— INSTRUCTIONS TO FOLLOW —
Rewrite the rows as a numbered list, starting at the line that contains "Locate the shop" and ending after the line that contains "(1256, 635)". Leave out any blank lines.

— DATA LISTING —

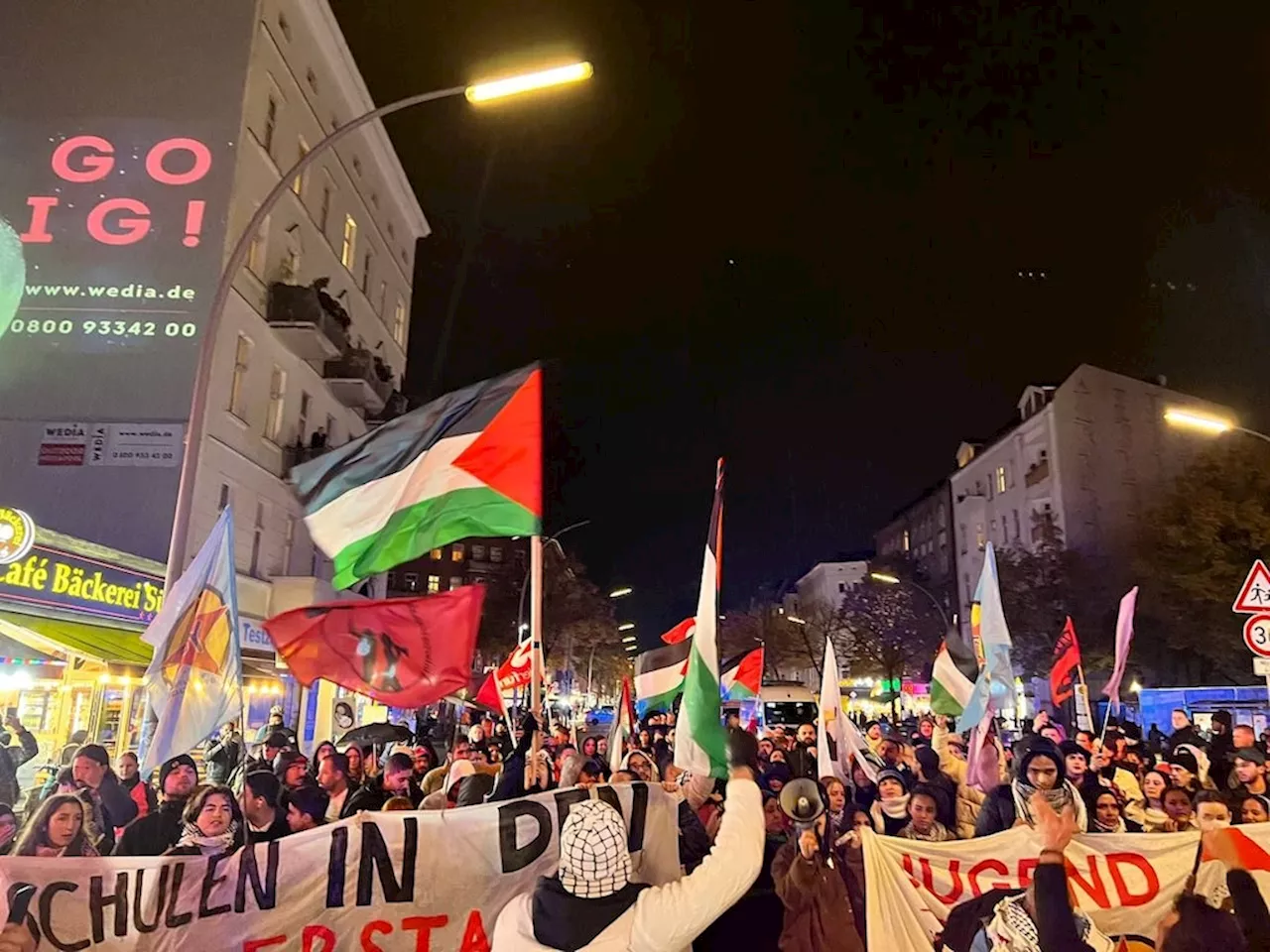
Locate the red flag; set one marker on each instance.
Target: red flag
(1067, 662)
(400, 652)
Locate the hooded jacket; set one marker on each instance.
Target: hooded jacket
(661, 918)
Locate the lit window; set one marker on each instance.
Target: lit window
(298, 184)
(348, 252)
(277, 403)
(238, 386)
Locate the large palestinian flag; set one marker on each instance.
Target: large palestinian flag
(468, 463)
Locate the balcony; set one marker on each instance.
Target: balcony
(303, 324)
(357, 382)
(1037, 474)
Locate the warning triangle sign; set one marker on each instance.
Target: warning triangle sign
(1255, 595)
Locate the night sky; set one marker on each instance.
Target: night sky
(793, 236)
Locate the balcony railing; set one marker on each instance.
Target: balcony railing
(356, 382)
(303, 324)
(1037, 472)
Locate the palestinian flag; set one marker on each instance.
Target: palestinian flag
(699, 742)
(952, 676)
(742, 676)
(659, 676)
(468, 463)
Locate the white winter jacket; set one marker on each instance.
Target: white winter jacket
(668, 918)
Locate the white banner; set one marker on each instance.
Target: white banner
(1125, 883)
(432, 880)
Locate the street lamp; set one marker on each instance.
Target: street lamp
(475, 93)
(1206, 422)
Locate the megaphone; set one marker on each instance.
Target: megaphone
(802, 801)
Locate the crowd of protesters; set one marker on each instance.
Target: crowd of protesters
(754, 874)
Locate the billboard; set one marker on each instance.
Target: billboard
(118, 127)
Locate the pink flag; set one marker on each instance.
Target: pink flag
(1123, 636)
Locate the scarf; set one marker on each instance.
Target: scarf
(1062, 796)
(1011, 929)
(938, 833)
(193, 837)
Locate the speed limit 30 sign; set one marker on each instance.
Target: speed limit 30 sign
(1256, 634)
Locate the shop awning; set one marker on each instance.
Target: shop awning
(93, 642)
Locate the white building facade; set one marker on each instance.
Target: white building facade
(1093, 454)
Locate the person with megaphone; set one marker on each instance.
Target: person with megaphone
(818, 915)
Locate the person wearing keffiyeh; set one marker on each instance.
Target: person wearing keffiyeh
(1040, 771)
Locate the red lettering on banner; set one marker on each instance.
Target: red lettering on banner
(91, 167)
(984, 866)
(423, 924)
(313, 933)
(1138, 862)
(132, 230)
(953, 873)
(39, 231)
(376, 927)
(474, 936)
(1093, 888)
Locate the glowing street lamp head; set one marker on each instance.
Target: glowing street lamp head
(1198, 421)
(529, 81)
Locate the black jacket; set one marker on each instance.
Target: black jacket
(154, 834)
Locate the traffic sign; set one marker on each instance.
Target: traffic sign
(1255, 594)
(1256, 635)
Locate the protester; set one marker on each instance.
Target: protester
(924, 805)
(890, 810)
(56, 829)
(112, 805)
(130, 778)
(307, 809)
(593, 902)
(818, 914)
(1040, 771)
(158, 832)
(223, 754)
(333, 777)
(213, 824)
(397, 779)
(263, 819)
---
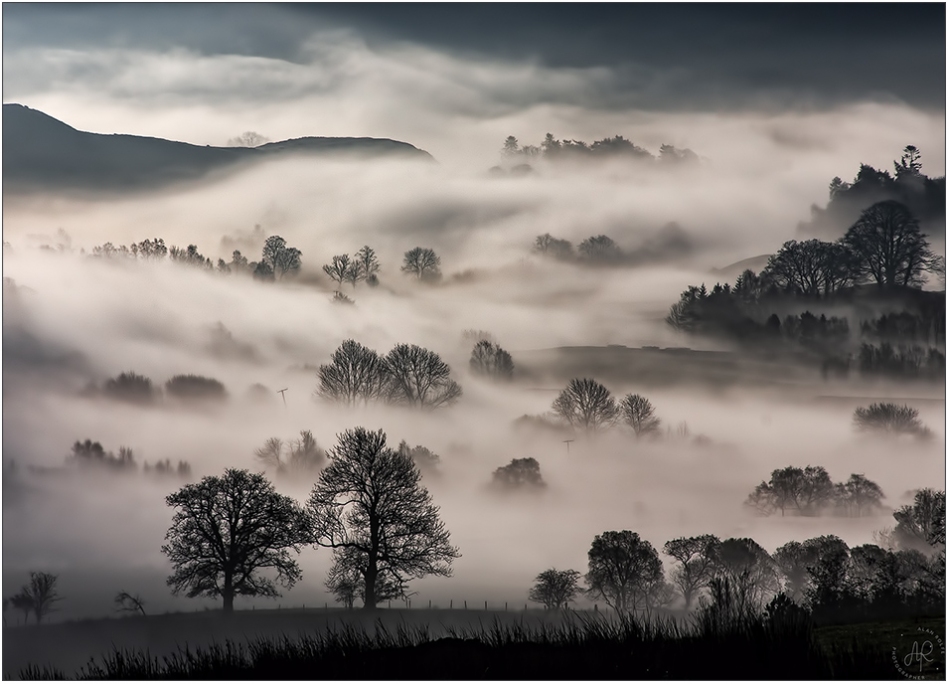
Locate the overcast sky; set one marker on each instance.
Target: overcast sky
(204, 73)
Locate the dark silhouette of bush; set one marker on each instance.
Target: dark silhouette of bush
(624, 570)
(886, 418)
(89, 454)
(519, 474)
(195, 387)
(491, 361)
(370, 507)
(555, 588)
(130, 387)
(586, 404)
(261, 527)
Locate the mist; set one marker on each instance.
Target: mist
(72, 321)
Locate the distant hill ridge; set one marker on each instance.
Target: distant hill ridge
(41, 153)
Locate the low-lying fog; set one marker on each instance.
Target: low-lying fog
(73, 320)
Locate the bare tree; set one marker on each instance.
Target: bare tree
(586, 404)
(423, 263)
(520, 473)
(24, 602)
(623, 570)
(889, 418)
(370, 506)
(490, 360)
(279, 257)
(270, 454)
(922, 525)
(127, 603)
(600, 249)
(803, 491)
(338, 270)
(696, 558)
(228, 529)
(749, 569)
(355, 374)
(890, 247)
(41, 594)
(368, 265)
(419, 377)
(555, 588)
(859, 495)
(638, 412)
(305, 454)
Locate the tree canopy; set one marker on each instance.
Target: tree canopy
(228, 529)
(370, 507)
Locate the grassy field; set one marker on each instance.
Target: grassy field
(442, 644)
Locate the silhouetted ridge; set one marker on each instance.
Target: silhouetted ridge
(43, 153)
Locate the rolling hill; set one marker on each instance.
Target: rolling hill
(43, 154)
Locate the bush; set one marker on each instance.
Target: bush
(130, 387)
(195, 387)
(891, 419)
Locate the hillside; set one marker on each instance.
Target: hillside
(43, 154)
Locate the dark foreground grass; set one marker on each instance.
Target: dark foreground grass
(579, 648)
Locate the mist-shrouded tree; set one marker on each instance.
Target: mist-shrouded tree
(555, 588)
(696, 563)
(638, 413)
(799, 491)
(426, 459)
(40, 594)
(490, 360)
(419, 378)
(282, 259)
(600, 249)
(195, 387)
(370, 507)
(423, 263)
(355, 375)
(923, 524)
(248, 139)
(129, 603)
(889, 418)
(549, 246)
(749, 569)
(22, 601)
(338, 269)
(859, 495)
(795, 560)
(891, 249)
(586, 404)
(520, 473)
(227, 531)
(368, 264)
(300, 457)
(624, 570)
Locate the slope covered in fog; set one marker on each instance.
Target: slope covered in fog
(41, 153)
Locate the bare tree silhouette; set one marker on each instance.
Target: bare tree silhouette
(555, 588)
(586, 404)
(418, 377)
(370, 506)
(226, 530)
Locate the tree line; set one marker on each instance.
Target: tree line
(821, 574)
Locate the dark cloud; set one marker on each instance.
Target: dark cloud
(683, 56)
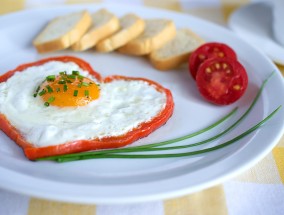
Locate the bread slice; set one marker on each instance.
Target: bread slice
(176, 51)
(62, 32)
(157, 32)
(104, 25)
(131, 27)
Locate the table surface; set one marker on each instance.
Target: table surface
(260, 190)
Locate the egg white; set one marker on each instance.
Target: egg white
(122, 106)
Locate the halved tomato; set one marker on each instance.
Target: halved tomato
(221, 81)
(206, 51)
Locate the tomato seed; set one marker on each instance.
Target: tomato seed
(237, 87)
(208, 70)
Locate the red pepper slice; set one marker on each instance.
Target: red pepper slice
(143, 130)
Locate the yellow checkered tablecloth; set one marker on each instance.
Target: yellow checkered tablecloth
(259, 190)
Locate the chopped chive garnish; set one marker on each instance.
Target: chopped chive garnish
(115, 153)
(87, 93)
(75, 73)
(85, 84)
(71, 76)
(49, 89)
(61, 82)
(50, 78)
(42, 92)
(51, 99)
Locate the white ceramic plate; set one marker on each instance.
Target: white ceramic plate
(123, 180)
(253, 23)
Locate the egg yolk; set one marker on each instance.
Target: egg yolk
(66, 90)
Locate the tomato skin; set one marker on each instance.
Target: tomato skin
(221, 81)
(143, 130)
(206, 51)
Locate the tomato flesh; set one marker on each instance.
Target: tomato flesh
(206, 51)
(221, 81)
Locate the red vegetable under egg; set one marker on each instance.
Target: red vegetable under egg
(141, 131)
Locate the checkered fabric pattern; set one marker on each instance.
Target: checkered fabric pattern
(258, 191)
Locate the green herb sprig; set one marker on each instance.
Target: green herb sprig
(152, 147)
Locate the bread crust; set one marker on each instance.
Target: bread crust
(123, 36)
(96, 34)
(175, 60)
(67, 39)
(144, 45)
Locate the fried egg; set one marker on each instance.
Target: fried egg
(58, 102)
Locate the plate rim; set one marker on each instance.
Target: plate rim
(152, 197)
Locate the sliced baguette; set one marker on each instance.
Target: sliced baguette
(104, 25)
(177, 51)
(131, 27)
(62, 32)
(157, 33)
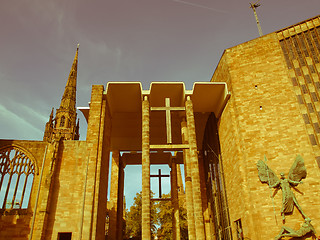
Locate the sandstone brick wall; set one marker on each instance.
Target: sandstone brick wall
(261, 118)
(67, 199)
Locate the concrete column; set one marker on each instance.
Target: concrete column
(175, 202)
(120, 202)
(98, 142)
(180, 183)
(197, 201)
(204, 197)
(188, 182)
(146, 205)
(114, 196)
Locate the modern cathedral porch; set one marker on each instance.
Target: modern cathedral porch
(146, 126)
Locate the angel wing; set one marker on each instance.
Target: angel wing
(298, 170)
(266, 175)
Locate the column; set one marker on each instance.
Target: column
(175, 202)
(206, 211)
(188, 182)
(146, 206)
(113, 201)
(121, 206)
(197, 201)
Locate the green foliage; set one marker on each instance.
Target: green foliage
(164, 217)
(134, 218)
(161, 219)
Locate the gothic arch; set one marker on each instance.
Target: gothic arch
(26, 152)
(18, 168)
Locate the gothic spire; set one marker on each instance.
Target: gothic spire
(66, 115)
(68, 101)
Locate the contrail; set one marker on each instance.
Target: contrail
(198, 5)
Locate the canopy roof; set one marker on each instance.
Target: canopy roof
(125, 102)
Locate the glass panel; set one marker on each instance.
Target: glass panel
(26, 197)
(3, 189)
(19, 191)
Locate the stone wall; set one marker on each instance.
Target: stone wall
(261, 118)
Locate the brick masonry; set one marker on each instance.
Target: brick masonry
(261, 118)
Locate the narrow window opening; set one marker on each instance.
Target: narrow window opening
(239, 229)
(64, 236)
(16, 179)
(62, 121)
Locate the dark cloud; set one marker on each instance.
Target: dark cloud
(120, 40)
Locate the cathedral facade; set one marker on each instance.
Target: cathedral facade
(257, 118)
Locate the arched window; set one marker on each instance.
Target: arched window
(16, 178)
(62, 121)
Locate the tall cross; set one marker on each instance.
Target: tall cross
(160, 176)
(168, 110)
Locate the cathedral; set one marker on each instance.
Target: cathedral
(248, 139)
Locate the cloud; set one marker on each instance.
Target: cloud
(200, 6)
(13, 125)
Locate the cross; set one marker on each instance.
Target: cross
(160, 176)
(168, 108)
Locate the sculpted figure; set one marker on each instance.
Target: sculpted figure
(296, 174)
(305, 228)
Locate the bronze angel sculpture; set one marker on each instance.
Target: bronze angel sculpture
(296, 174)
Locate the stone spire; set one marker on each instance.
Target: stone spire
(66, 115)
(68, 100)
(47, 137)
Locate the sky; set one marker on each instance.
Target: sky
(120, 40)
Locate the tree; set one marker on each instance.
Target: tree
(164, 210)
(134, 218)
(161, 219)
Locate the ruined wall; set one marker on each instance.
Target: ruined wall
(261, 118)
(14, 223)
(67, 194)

— TASK RESULT —
1. Locate the shop awning; set one marker on each instance.
2. Target: shop awning
3. (93, 642)
4. Locate the white building facade; set one marker on each instance.
5. Target: white building facade
6. (1093, 454)
7. Locate the person with megaphone; set one marker on each instance.
8. Target: person with megaphone
9. (818, 915)
10. Locate the person wearing keffiyeh; set one marker on each instance.
11. Target: person wearing keffiyeh
12. (1040, 771)
13. Locate the red lettering on banner; set one marker on each instance.
14. Target: red lettering on banner
15. (91, 167)
16. (984, 866)
17. (423, 924)
18. (313, 933)
19. (1138, 862)
20. (132, 230)
21. (953, 873)
22. (39, 231)
23. (376, 927)
24. (474, 936)
25. (1093, 888)
26. Locate the glowing street lamp head; set one marker on each instance.
27. Target: glowing street lamp head
28. (1198, 421)
29. (529, 81)
30. Locate the black jacket; set one marker on each instance.
31. Target: black jacket
32. (154, 834)
33. Locate the traffic sign; set one marker on each instance.
34. Target: traffic sign
35. (1255, 594)
36. (1256, 635)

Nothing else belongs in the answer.